*What to produce:* What are the lines, written out exactly, from the one containing "Expected: one point per instance of the pink-red" to the end of the entries below? Include both ends and nothing more.

Source records:
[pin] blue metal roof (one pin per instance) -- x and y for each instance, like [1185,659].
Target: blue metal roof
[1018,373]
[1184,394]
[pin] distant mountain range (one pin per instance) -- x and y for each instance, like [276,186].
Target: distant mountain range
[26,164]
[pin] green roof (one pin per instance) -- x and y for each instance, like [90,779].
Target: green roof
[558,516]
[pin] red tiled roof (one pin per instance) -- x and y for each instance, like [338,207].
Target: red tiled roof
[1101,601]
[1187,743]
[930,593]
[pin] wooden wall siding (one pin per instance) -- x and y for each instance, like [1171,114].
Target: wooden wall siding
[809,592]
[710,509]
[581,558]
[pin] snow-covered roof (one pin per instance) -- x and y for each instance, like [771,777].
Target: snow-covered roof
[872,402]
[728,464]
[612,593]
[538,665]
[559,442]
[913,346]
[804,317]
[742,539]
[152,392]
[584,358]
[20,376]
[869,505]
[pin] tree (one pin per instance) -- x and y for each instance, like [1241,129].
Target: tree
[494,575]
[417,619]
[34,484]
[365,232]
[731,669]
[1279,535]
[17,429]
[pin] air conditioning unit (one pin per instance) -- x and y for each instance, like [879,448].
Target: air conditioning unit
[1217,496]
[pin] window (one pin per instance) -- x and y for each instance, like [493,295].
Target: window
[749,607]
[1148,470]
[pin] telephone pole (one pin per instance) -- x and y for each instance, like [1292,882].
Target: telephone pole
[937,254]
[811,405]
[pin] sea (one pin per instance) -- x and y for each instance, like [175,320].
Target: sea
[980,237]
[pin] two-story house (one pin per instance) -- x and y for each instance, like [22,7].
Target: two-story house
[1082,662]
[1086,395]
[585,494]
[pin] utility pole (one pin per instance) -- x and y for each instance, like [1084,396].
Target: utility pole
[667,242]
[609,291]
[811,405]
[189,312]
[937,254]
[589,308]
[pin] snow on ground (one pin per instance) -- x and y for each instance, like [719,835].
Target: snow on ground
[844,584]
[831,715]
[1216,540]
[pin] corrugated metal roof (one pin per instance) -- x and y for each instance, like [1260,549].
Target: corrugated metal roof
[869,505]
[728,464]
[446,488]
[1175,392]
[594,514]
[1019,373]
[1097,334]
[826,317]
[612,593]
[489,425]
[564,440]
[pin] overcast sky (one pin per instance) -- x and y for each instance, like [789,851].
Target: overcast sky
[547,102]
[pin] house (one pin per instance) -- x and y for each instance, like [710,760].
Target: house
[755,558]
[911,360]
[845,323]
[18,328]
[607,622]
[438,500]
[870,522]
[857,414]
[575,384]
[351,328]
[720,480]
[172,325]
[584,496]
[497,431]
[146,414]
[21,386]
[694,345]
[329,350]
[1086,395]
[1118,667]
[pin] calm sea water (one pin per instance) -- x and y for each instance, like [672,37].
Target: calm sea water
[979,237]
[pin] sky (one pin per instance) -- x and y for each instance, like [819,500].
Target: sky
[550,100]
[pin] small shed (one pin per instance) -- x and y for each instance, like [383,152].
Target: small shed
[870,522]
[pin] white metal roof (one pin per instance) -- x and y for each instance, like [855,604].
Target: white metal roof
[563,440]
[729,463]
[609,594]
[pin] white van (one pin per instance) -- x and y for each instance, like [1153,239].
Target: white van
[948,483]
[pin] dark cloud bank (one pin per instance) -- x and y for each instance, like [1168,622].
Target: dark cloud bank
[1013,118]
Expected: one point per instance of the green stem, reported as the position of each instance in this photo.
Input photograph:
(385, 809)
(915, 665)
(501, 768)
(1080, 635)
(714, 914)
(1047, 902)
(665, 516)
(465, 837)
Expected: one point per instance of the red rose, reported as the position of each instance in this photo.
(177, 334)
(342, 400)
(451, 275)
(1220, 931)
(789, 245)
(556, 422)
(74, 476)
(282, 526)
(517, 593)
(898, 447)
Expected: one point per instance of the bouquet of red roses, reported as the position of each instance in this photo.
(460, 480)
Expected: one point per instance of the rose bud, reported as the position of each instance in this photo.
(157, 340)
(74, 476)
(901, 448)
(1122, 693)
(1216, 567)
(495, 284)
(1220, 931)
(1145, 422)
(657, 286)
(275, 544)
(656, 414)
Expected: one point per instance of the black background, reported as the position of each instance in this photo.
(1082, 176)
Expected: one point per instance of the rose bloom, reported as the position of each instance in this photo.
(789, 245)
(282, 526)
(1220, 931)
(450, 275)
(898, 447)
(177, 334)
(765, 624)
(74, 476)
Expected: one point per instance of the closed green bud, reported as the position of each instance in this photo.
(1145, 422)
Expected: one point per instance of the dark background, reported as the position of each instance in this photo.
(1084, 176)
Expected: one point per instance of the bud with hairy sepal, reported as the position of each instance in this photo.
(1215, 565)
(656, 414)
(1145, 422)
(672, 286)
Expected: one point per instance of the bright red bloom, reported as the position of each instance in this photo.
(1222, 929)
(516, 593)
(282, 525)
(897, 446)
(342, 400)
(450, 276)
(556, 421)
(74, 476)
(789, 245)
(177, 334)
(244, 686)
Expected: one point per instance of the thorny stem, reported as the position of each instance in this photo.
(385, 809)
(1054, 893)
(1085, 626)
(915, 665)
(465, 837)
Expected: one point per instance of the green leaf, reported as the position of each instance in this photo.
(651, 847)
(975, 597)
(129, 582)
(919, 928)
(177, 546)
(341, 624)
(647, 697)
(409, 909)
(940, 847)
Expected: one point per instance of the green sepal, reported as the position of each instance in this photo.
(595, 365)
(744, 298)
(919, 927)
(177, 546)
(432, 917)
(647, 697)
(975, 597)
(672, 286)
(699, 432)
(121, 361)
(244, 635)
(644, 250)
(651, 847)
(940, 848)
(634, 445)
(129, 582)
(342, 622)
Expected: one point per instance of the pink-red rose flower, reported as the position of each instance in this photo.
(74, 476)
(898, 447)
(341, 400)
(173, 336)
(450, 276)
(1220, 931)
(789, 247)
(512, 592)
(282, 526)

*Your response:*
Expected: one point per instance of the pink-red rose flower, reported as the position of each instance in this photo.
(74, 476)
(898, 447)
(341, 400)
(173, 336)
(450, 276)
(1220, 931)
(789, 247)
(512, 592)
(282, 526)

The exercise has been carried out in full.